# CF-Karte raus und wieder rein geht nicht. :(



## Suchfunktion (26. Oktober 2005)

Hallo,

ich habe ein Ubuntu-System (das aktuellste, fragt mich aber bitte nicht nach der Version  Habe es heute morgen erst heruntergeladen und installiert.)

Jetzt verwende ich eine CompactFlash-Karte, welche ich ueber PCMCIA in mein Notebook integriere.

Die Karte hat die bezeichnung hde (also /dev/hde).

Wenn ich die Karte einstecke, wird sie auch erkannt und automatisch ein Icon auf dem Desktop angelegt. Somit wird sie automaisch gemountet.

Das Problem ist, dass wenn ich die karte entferne (umount /dev/hde), herausnehme und wieder einstecke wird sie nicht wieder erkannt. Why?

Ich habe schon versucht, die Karte in einem Ordner zu mounten, aber brachte auch nix.

Wenn ich versuche, die Karte zu mounten, dann passiert nix. Das System stuerzt nicht ab, allerdings bekomme ich keine Fehlermeldung, o.Ae.!
Die Konsole friert auch nicht ein oder so, aber es tut sich einfach nichts.
Es sieht so aus als wuerde die Konsole arbeiten, aber der Vorgang wird nie beendet.. es laeuft ins Nirvana..

Mache ich etwas falsch?
Wenn ja: Was?

Thanks.


P.S.:
Um die CF-Karte wieder mounten zu koennen muss ich komplett rebooten.


----------



## Dennis Wronka (26. Oktober 2005)

Ich mein dazu hatte ich mal was gelesen.

— Bereitgestellte Zeilen —

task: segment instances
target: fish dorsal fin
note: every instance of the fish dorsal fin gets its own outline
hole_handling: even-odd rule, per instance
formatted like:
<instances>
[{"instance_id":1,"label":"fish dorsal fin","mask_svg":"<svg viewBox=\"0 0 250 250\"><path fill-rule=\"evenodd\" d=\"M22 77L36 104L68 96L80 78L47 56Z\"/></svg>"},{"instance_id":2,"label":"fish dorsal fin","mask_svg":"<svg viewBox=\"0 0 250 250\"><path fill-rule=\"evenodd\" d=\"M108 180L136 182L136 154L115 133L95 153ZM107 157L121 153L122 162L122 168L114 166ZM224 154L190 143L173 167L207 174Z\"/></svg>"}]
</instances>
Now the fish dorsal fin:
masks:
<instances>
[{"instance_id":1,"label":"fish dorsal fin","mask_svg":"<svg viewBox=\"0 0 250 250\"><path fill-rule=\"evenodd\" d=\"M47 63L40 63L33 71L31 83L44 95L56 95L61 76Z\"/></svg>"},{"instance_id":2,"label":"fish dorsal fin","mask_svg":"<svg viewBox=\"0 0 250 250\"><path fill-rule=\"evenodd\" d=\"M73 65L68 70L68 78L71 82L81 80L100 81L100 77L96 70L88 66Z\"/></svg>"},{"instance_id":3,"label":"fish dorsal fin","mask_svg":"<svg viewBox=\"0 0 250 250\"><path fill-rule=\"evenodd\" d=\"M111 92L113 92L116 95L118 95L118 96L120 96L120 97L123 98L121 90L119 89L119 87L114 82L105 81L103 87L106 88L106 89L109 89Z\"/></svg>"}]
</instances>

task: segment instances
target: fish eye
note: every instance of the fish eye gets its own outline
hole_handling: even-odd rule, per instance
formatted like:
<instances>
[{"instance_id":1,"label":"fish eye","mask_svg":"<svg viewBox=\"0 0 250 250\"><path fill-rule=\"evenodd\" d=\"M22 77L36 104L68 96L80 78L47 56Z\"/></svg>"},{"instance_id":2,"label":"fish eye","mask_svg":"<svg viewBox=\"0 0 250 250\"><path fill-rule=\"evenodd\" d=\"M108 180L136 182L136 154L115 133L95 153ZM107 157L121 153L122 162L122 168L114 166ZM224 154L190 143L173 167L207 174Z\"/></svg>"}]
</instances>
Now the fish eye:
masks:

— Problemstellung —
Führen Sie den Forenthread über die CF-Karte, die nach dem Herausnehmen nicht mehr erkannt wird, im Anschluss an dessen letzten Satz weiter.

— Ergebnis der Übung —
Da wurde, wenn ich mich recht erinnere gesagt, dass das daran liegt, dass die CardReader nicht Bescheid geben wenn eine Karte eingesteckt oder rausgezogen wird.
Hab danach selbst nicht weitergeguckt.

Falls Dein CardReader extern ist, und nicht wie meiner im Floppy integriert, dann sollte es helfen den CardReader abzustoepseln und neu zu verbinden.
Stand mein ich so in der Info die ich gelesen hab.

Ich werd zuhause mal schauen ob ich die noch finde.


----------



## Suchfunktion (26. Oktober 2005)

Hoi.

Das prob is, dass es ein PCMCIA-Viech is 
is halt nen Notebook.

Und da ich keinen CF-Slot habe, muss ich es per pcmcia-adapter machen.

Dieser wird bei jedem mount komplett rein und nach jedem umount komplett entfernt (also nicht nur die CF-Karte, sonder auch die PCMCIA-Adapterkarte).

Die CF-Karte steckt in der PCMCIA-karte sozusagen drinne, darum muss die PCMCIA immer mit raus, weil ich sonst net an die CF-Karte rankomme.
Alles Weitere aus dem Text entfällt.